### SOURCE MATERIAL ###

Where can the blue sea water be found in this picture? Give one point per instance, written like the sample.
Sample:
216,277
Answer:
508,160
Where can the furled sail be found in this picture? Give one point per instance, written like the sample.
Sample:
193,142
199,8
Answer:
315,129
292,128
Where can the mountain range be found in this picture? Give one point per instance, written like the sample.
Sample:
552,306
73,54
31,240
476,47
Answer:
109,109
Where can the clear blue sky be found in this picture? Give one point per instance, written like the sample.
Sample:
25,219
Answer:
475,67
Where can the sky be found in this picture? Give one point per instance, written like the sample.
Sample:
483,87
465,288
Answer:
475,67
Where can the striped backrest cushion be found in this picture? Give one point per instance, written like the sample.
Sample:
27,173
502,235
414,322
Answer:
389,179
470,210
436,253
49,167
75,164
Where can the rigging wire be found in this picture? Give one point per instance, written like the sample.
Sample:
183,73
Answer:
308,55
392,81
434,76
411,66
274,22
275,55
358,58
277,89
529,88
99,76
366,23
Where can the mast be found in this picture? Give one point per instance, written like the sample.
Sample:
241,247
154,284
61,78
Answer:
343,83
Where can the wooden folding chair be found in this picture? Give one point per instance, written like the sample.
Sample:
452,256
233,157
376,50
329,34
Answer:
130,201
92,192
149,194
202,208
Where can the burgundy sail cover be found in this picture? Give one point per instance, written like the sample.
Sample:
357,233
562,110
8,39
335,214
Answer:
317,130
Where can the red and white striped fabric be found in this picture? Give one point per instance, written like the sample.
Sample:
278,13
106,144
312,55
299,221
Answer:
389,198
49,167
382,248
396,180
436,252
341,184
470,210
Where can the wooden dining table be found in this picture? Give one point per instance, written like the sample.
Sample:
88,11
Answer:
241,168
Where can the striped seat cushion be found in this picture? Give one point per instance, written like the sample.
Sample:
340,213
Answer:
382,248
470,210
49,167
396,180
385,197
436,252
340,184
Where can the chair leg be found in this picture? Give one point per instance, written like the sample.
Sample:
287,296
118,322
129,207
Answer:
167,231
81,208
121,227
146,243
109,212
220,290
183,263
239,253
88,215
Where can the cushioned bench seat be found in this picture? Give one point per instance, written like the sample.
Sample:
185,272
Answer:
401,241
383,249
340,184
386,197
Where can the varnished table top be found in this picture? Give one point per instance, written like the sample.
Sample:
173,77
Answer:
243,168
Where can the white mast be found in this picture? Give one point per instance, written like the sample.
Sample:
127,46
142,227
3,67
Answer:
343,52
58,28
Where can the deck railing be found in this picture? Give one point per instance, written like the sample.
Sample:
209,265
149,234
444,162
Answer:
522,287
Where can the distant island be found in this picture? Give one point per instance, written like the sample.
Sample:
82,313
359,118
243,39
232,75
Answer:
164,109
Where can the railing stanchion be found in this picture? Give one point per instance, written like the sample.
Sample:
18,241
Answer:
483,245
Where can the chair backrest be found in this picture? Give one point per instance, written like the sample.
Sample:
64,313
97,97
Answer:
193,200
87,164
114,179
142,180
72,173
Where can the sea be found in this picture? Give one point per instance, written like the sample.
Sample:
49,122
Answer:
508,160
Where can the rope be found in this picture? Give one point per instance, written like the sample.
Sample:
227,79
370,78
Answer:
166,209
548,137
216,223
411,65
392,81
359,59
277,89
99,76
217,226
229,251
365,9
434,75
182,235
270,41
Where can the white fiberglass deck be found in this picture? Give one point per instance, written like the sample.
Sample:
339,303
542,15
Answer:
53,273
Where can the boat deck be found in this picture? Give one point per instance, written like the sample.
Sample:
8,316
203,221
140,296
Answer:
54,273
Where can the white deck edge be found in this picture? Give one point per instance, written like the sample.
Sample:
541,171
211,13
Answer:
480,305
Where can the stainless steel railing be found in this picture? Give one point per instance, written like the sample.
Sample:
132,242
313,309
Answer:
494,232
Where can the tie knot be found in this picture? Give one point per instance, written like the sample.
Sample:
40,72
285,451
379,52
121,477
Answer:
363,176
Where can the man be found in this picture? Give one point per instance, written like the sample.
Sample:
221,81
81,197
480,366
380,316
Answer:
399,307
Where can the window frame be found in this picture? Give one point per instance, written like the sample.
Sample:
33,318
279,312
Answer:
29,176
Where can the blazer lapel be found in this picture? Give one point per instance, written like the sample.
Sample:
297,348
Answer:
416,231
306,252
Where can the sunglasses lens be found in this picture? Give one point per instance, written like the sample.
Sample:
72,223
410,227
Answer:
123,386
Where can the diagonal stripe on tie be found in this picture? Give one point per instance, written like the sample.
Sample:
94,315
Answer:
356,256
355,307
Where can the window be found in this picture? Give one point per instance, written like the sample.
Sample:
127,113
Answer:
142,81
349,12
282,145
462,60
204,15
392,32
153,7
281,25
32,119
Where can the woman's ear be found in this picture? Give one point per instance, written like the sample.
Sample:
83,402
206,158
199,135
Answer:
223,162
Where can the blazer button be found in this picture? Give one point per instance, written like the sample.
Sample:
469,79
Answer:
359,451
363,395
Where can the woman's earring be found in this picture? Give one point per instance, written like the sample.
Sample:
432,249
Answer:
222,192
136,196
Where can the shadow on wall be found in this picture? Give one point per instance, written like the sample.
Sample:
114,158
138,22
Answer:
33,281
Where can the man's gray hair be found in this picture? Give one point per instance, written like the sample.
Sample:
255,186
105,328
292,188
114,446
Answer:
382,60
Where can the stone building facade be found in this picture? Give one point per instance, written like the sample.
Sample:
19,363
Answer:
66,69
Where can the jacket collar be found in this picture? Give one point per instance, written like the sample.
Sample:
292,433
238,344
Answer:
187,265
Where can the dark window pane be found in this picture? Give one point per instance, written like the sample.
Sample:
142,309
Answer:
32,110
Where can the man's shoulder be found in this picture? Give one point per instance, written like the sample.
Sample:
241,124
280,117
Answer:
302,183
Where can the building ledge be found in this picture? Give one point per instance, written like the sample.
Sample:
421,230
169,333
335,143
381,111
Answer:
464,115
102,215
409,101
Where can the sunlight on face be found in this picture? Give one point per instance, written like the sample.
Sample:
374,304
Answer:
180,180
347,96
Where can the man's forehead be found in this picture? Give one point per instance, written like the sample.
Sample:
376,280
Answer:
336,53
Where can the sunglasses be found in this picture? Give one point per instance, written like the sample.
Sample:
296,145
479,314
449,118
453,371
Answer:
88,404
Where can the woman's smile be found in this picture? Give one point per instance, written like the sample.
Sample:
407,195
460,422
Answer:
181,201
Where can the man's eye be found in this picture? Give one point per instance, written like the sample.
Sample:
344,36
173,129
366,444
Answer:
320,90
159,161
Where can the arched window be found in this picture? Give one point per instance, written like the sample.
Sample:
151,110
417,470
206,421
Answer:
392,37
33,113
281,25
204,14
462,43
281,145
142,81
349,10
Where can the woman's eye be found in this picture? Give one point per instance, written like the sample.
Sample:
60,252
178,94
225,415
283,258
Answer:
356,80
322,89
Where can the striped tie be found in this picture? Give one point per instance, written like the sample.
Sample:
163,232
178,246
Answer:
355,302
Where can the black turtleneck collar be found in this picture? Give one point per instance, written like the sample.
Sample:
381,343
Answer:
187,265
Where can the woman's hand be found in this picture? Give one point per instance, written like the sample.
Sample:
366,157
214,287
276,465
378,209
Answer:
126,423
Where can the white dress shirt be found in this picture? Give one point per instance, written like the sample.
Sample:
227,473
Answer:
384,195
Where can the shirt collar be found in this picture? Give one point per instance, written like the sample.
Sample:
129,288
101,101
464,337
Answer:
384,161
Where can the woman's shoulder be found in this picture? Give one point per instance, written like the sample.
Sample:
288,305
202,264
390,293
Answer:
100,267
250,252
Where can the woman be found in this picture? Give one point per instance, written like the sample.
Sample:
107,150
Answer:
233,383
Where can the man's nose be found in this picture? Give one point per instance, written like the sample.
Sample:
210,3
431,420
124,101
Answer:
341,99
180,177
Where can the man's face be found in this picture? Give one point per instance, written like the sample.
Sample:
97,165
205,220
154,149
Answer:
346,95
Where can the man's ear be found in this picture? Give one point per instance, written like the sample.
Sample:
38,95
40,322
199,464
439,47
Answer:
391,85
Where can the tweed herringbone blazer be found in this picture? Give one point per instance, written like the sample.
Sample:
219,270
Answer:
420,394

###
### SOURCE MATERIAL ###

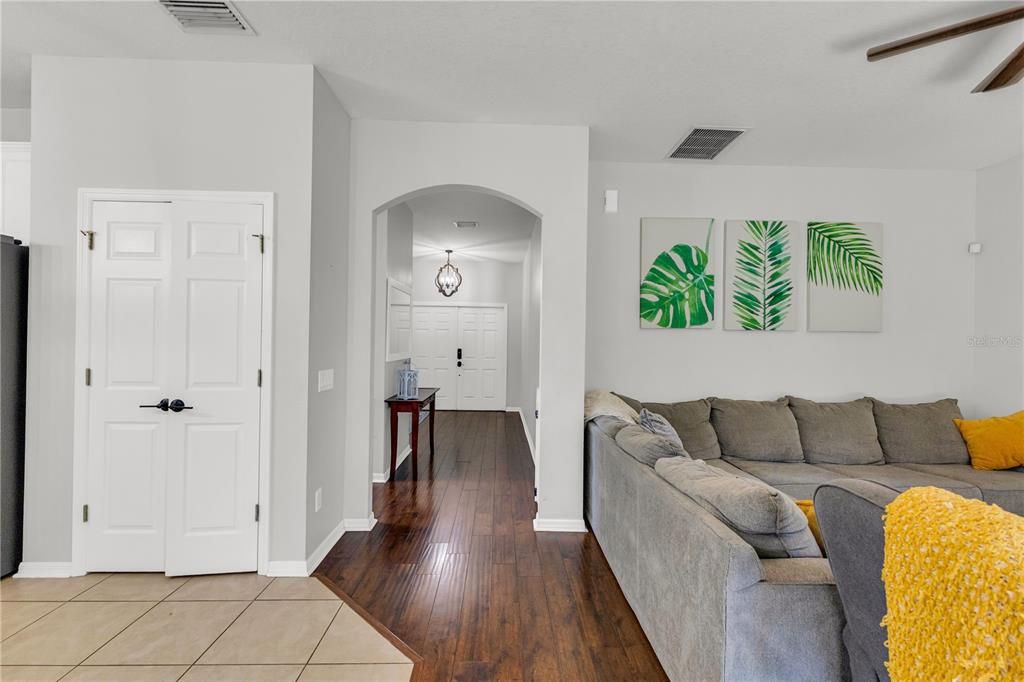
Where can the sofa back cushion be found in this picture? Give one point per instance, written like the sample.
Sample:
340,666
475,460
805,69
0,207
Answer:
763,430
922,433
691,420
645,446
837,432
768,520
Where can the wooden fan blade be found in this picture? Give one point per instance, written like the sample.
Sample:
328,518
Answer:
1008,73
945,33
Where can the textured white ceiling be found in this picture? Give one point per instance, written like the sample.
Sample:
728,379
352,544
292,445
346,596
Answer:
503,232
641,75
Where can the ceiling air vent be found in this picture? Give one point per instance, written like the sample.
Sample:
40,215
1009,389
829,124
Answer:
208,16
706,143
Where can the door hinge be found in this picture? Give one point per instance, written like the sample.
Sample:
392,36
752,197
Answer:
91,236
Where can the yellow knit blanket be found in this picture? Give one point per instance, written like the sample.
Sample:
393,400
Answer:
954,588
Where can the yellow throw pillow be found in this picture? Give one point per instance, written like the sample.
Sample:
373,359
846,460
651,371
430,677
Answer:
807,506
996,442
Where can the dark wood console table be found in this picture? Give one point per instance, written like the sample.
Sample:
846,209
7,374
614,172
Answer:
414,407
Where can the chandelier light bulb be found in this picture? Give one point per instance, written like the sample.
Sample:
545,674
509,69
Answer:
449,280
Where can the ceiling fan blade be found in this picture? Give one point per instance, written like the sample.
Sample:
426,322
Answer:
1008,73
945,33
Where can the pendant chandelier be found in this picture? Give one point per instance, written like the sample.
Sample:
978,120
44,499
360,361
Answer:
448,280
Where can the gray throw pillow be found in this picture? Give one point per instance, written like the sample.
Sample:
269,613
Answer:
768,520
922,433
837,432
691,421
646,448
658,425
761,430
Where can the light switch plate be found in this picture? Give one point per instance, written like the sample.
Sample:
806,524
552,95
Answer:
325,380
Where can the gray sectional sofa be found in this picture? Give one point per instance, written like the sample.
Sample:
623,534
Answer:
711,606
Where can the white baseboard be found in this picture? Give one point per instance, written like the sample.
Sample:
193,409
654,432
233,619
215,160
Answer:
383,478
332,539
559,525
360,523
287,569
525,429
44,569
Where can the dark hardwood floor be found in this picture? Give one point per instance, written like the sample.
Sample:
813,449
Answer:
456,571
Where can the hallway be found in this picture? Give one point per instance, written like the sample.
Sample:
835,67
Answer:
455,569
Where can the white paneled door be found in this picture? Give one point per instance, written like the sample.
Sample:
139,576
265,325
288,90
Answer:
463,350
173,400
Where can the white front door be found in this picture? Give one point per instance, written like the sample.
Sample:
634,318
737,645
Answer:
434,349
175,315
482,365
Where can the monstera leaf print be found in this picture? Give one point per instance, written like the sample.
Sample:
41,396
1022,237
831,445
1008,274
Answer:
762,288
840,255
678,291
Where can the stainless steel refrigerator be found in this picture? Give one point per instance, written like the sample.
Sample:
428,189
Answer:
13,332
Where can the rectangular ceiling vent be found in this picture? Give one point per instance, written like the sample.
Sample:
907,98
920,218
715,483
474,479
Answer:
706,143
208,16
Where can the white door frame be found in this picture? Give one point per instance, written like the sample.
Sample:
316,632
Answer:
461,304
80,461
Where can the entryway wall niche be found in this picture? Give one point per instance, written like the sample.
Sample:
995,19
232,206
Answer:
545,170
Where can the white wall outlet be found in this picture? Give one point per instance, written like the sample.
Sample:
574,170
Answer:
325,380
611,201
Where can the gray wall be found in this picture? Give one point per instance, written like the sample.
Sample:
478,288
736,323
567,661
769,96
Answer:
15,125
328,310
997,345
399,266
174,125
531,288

###

WORK INSTRUCTIONS => All lines in the listing above that contain "backrest" should be shown.

ANSWER SPACE =>
Where can the striped backrest cushion be found in this picture? Give one point per instance, written like the sample.
Where can the chair backrest be found in this picture? Give one point per instance, written like the sample.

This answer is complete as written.